# Exercise:
Find and return every line of the data that contains the word "instance".
Segment Start: Exercise material
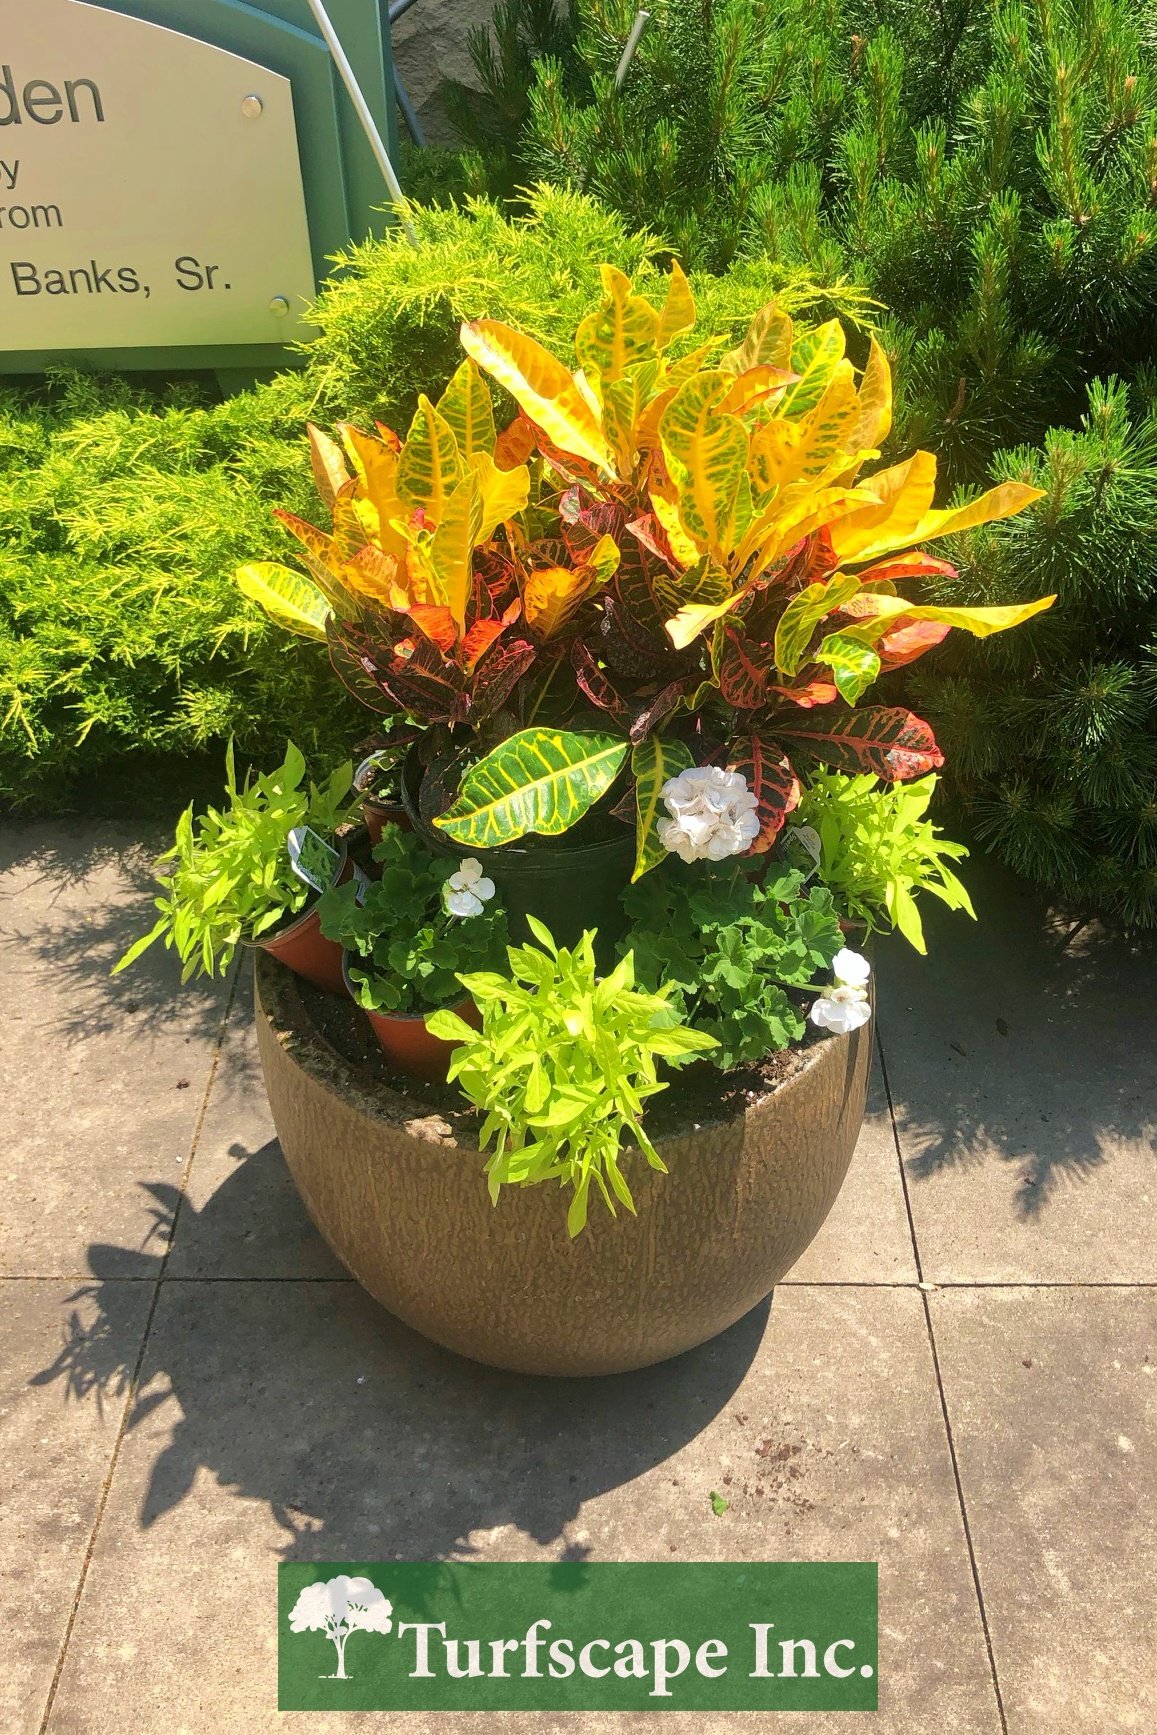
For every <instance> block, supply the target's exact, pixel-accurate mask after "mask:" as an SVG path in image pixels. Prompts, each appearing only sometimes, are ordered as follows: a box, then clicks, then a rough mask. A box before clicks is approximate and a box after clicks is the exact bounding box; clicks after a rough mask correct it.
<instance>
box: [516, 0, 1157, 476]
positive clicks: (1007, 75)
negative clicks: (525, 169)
Segment End: Exercise material
# Exercise answer:
For every <instance> block, supply the target's exact, pixel-accurate mask after "mask:" as an SVG path in image pixels. Prompts, each appearing only sometimes, are ordered as follows: a box, then clicks, then a rough mask. A box before clicks is approximate and a box after clicks is the exact bounding box; clicks after a rough mask correct it.
<instance>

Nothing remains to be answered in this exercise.